◆ LISTED RECORDS ◆
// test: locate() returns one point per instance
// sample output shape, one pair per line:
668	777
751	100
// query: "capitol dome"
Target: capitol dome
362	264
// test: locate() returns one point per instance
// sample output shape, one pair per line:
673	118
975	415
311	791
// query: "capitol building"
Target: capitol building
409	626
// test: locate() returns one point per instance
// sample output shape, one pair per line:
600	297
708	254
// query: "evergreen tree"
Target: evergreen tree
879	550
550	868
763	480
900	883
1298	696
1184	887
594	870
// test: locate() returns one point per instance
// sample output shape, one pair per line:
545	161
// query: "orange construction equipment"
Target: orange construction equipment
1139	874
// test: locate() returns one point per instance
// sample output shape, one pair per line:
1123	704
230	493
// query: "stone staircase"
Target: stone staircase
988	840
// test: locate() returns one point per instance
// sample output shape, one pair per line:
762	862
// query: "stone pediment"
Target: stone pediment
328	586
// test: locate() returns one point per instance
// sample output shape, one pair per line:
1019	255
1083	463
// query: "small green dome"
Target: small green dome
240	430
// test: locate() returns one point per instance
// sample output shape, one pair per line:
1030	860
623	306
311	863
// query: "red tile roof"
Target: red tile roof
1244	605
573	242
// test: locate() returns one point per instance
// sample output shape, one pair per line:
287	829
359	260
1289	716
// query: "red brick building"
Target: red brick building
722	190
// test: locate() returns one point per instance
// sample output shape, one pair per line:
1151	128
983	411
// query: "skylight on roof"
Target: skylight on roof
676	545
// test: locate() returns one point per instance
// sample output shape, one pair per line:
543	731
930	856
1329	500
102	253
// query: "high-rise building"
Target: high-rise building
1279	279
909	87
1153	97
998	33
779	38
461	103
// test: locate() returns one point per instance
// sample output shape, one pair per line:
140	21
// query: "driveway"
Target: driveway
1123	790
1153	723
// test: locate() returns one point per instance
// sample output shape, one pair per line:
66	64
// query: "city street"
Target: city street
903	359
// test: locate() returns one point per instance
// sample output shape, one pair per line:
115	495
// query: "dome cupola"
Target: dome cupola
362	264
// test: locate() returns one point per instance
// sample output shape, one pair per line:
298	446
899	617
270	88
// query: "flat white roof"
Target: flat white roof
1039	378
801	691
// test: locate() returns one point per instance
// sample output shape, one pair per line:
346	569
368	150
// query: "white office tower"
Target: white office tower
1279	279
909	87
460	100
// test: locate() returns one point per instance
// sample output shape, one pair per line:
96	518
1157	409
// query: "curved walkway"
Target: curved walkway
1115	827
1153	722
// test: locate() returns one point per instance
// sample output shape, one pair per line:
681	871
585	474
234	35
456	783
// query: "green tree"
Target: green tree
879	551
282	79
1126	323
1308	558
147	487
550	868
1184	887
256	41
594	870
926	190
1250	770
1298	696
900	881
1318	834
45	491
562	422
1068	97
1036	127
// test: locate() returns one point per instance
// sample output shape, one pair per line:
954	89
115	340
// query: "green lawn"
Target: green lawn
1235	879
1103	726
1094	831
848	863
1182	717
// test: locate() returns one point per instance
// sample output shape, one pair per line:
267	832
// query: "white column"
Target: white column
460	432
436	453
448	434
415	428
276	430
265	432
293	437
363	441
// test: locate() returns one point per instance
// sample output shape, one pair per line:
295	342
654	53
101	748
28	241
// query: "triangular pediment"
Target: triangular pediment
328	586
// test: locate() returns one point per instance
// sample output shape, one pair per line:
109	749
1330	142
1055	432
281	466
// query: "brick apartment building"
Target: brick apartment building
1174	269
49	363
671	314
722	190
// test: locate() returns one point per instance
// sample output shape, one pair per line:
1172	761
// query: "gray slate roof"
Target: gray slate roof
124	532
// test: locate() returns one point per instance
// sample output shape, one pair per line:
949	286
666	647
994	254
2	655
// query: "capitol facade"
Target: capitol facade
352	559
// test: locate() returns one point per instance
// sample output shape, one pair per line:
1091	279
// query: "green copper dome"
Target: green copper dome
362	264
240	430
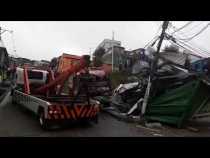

◆ WHAT TO WORK ON ◆
Once more, please print the whole listing exactly, omitting each image.

◆ OUTPUT OF THE EXERCISE ◆
// test: locate() returns one point per instance
// sample output shape, one pair per line:
668	777
751	100
// query: "capitol dome"
Target: capitol dome
362	264
// test: locate() returns one point per instance
// sample output shape, one pair per line:
673	118
975	415
311	791
// query: "capitol building"
Target: capitol building
409	626
// test: locate() returns one point per instance
// sample output shape, one pair per line:
600	297
708	254
// query: "evergreen tree"
Target: evergreen tree
879	550
550	868
763	480
900	883
1298	696
1184	887
594	870
// test: locate() returns one point per instance
// sample output shape, one pair per line:
545	161
// query: "orange construction equipment"
Target: orange construction equipment
1139	874
// test: locate() returns one point per instance
// sample output shape, one pair per line:
1123	704
230	493
// query: "stone staircase"
Target: stone staircase
988	840
// test: locate() returns one point per instance
// sample output shape, one pair per line:
762	862
// query: "stone pediment"
Target: stone pediment
328	586
// test: locate() returns one point per instance
// sample output shape, one pair per line:
1019	255
1083	463
// query: "small green dome"
Target: small green dome
240	430
// test: locate() returns one point per instance
// sample output shape, one pair per line:
1030	860
623	306
311	863
// query: "red tile roof"
Target: red tile roof
1244	605
573	242
// test: locate() returns one point per instance
// sample output shape, one pair per line:
287	829
359	260
1289	716
// query: "red brick building"
Target: red brick building
722	190
// test: locate() returns one point per instance
// sample output shape, one pair per line:
1151	128
983	411
// query: "skylight on roof"
Target: skylight on roof
676	545
// test: locate() returns one point per instance
// sample output shape, one pair per line:
543	731
930	856
1329	500
102	253
// query: "high-rise building"
Target: high-rise building
1279	279
909	87
1153	97
998	33
779	38
461	103
// test: locate() returns one point per instance
// sample output shape, one pair per line:
140	21
// query: "driveway"
Target: driveway
1123	790
1153	723
// test: locate() returns one point per instance
// sample output shape, one pair per line:
66	64
// query: "city street"
Target: city street
903	359
// test: locate() returns one point per instance
// sample output shape, one pair per line:
115	495
// query: "dome cupola"
Target: dome cupola
362	264
// test: locate() returns one point per instance
// sample output shape, one pair per line:
298	446
899	617
270	88
// query: "flat white roof"
Target: flat white roof
1039	378
801	691
// test: locate() returns one point per instance
// sample output shape, one pair per line:
346	569
368	150
// query: "white office tower"
Target: white office tower
1279	279
909	87
460	100
// test: locate() returns one point per instance
// sample output shape, one pair per line:
96	518
1157	409
// query: "curved walkway"
Target: curved walkway
1115	827
1153	722
// test: locate() returns one point per instance
// sample output shape, one pair per line:
681	871
585	474
234	35
456	783
// query: "green tree"
Target: green tree
879	551
282	79
1126	323
1308	558
147	487
550	868
1184	887
256	41
594	870
926	190
1250	770
1298	696
900	881
1318	834
45	491
562	422
1068	97
1036	127
// test: locate() returns one point per instance
// sample output shape, one pair per line:
954	89
115	340
// query: "green lawn"
Target: green lawn
1235	879
1103	726
1094	831
848	863
1182	717
// test: locate() returns one point per instance
// sample output shape, one pair per line:
267	832
// query: "white column"
Target: white column
460	432
436	453
448	434
415	428
276	430
265	432
293	437
363	441
// test: locate() returns one point per instance
// sample output shape, one pair per line:
295	342
654	53
101	748
28	241
// query: "triangular pediment"
Target: triangular pediment
328	586
// test: locate() returns one point per instance
// sample output shape, one pair per line:
109	749
1330	142
1055	432
281	466
// query: "brick apartment building"
Target: brick apartment building
1174	269
49	363
671	314
722	190
// test: locate() returns one point per instance
// sample output shape, one pair per line:
1172	761
// query: "gray slate roof"
Target: gray slate roof
124	532
// test: locate() returns one point per instance
// sample output shape, one pair per line:
949	286
666	647
994	254
2	655
// query: "capitol facade"
Target: capitol facade
352	559
// test: locate() returns one point per instance
// sample output shape, one pair per line:
1091	279
// query: "green copper dome"
Target: green copper dome
362	264
240	430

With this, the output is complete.